Give again exactly, and only, the lines between the line holding "Can you find the man's ear?" and the end of the listing, both boundary lines included.
◆ ◆ ◆ ◆ ◆
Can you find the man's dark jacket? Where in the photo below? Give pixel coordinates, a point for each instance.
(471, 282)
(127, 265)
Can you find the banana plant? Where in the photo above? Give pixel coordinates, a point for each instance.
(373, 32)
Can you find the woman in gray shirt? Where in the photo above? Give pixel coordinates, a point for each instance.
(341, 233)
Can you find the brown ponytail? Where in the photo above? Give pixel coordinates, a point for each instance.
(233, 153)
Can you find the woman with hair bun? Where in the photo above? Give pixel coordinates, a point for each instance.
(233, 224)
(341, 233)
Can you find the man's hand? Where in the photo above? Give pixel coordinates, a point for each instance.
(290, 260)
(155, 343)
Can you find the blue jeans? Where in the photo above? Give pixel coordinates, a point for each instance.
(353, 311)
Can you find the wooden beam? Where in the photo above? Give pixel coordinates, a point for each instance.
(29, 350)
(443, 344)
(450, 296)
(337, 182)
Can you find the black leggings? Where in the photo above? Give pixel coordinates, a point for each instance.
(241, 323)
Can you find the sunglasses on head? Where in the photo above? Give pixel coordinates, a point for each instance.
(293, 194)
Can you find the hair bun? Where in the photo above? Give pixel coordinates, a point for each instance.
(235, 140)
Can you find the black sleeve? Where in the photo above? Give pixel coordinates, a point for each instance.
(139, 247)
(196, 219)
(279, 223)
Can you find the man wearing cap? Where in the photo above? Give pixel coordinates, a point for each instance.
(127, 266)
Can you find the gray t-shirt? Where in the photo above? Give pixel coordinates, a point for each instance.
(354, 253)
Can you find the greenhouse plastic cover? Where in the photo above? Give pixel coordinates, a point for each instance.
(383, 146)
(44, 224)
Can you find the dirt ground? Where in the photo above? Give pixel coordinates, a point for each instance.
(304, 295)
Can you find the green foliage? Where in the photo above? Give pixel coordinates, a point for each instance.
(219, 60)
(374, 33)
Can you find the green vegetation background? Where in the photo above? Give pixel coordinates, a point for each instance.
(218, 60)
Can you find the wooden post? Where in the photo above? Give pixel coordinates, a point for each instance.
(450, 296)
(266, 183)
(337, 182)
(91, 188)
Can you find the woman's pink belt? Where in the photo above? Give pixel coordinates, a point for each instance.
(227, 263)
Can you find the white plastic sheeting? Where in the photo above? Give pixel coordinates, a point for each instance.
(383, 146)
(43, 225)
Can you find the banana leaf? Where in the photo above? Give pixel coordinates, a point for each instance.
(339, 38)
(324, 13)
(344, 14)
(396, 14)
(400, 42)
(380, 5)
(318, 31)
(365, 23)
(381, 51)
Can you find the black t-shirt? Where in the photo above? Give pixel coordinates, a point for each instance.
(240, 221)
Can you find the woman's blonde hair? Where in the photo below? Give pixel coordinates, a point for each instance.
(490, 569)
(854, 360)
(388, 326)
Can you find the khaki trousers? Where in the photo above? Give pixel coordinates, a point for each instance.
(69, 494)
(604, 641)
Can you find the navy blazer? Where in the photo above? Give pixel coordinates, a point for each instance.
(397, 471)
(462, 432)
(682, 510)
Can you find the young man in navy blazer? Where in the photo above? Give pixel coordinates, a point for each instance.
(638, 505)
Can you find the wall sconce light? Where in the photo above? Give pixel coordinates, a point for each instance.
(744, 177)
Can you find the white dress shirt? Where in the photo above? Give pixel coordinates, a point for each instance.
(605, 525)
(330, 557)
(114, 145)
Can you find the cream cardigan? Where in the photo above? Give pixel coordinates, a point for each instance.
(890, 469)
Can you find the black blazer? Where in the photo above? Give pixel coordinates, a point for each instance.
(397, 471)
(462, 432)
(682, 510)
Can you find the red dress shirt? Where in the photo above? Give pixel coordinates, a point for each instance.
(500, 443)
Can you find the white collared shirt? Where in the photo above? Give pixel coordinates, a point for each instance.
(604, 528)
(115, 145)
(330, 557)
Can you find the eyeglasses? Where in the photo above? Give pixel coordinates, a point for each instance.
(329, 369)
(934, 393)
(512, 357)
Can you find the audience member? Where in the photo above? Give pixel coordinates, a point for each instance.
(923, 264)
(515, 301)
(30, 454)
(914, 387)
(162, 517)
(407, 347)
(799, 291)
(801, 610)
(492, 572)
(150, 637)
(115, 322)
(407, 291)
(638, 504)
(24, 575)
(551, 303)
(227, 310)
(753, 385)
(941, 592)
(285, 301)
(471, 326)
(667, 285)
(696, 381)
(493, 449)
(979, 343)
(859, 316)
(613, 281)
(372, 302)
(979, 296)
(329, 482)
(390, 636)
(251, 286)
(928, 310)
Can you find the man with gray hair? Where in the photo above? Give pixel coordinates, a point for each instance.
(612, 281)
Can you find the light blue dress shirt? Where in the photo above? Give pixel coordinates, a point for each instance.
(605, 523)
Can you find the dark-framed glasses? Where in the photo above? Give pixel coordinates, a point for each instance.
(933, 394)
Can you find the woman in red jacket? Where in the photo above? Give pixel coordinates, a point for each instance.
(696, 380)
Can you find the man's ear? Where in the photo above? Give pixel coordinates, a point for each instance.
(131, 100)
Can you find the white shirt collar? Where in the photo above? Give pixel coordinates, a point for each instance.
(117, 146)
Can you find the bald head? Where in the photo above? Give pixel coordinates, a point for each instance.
◆ ◆ ◆ ◆ ◆
TASK RESULT »
Can you find the man's ear? Where in the photo above? Give pixel coordinates, a point for each instance.
(131, 100)
Can you find the white shirt collar? Where in the photo above? Give pixel coordinates, a point for each instance.
(117, 146)
Can you find the bald head? Where in the photo above? Give pixel coordinates, a point for each instance.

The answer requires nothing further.